[Entries from a pointing dataset]
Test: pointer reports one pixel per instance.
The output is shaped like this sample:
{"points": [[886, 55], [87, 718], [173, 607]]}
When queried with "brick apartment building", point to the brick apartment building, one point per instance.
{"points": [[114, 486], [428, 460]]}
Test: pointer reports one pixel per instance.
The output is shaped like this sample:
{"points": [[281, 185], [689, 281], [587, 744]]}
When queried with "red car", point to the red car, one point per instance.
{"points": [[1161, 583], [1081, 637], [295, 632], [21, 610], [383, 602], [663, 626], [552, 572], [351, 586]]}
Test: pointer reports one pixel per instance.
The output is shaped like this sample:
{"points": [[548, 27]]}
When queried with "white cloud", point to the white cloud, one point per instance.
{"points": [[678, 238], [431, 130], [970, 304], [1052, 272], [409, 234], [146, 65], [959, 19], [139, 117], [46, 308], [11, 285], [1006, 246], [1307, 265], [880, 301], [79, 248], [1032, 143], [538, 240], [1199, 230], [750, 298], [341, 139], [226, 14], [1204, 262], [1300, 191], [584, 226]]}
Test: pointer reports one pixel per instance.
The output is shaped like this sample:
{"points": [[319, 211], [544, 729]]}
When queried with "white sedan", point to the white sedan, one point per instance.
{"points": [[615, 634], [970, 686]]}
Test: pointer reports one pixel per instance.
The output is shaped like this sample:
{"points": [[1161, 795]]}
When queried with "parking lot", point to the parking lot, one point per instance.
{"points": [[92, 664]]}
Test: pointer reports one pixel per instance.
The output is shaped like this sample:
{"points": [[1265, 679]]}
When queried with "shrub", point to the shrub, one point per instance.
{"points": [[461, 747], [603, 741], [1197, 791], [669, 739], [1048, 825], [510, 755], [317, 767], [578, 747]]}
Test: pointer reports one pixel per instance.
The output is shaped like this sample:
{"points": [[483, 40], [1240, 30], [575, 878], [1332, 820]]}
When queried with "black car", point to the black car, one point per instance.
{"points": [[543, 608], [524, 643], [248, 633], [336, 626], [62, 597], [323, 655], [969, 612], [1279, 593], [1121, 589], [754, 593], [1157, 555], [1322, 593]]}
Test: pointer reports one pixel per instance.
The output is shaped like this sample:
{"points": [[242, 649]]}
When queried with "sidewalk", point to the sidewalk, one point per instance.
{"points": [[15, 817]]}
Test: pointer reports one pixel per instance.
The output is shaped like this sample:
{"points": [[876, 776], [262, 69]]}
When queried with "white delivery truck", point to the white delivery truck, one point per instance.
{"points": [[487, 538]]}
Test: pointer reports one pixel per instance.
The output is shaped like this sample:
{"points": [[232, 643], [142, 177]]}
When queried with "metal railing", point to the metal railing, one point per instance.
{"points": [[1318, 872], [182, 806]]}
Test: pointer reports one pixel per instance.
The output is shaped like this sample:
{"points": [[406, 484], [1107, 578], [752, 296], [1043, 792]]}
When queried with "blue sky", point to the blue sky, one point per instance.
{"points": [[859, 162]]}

§ **Written request**
Reproduce every record, matching each line exactly.

§ **Solution to this exercise**
Test: pointer reports one pixel per instance.
The output is shaped like this sample:
{"points": [[886, 55], [87, 718], [173, 607]]}
When queried with "brick apartment building", point to the brick apartment building, one point per instance.
{"points": [[114, 486], [428, 460]]}
Test: pointer reports one pixel per instance.
The output is shaped like this sample:
{"points": [[281, 185], [689, 281], [587, 744]]}
When queried with "red car", point to the red car, one point per instance.
{"points": [[1161, 583], [1081, 637], [295, 632], [21, 610], [383, 602], [663, 626], [552, 572], [351, 586]]}
Test: pointer reports one pixel per instance.
The output is shaped like this sample:
{"points": [[548, 27]]}
When queried with "white cloud", point to the white cloud, one point per instance.
{"points": [[678, 238], [431, 130], [970, 304], [1052, 272], [409, 234], [146, 65], [959, 19], [139, 117], [46, 308], [11, 285], [1006, 246], [1307, 265], [880, 301], [79, 248], [1032, 143], [538, 240], [1199, 230], [750, 298], [341, 139], [226, 14], [1204, 262], [1300, 191], [584, 226]]}
Test: pointer reports one pixel per instance.
The output is shaped like this sample:
{"points": [[319, 211], [544, 729]]}
When queried with "white sedan", point to the white sedan, one point per instance.
{"points": [[615, 634], [970, 686]]}
Test: pointer reports one pixel per instance.
The output is shaped like this sample:
{"points": [[1161, 795]]}
When queried with "parking lot", point to the parking lot, one point per instance.
{"points": [[92, 664]]}
Test: pointer reports one pixel per instance.
The output is shaped like this sample:
{"points": [[1265, 679]]}
When queried with "shrub", point to the shrub, one point per instance.
{"points": [[461, 747], [603, 741], [1197, 791], [669, 739], [1048, 825], [510, 755], [317, 767], [578, 747]]}
Test: pointer reports one pixel per instance.
The output is shaped like this sample:
{"points": [[483, 40], [1240, 30], [575, 878], [1332, 820]]}
When queried with "black car", point to the black car, one point per instance.
{"points": [[543, 608], [524, 643], [248, 633], [336, 626], [62, 597], [323, 655], [969, 612], [1279, 593], [1121, 589], [754, 593], [1157, 555], [1322, 593]]}
Test: pointer reports one pixel per instance.
The output is shaped like this sample:
{"points": [[242, 649]]}
When queried with "sidewalk", point to the sidewalk, one point per instance.
{"points": [[15, 817]]}
Test: pointer reports one pixel per instance.
The output is shaped like this sample:
{"points": [[876, 776], [262, 69]]}
When queried with "white delivery truck", point to the white delivery truck, one point per instance.
{"points": [[487, 538]]}
Test: pointer reports one pixel per instance.
The output is shaped like this sample:
{"points": [[232, 643], [142, 177]]}
When queried with "metal railing", point to the metal railing, one point per instance.
{"points": [[1318, 872], [182, 806]]}
Test: pointer reports one pixel per instance.
The output is shaped like this sample:
{"points": [[406, 484], [1107, 578], [752, 296], [1043, 792]]}
When queried with "blue sky", point to the blue sky, one point per instance.
{"points": [[859, 162]]}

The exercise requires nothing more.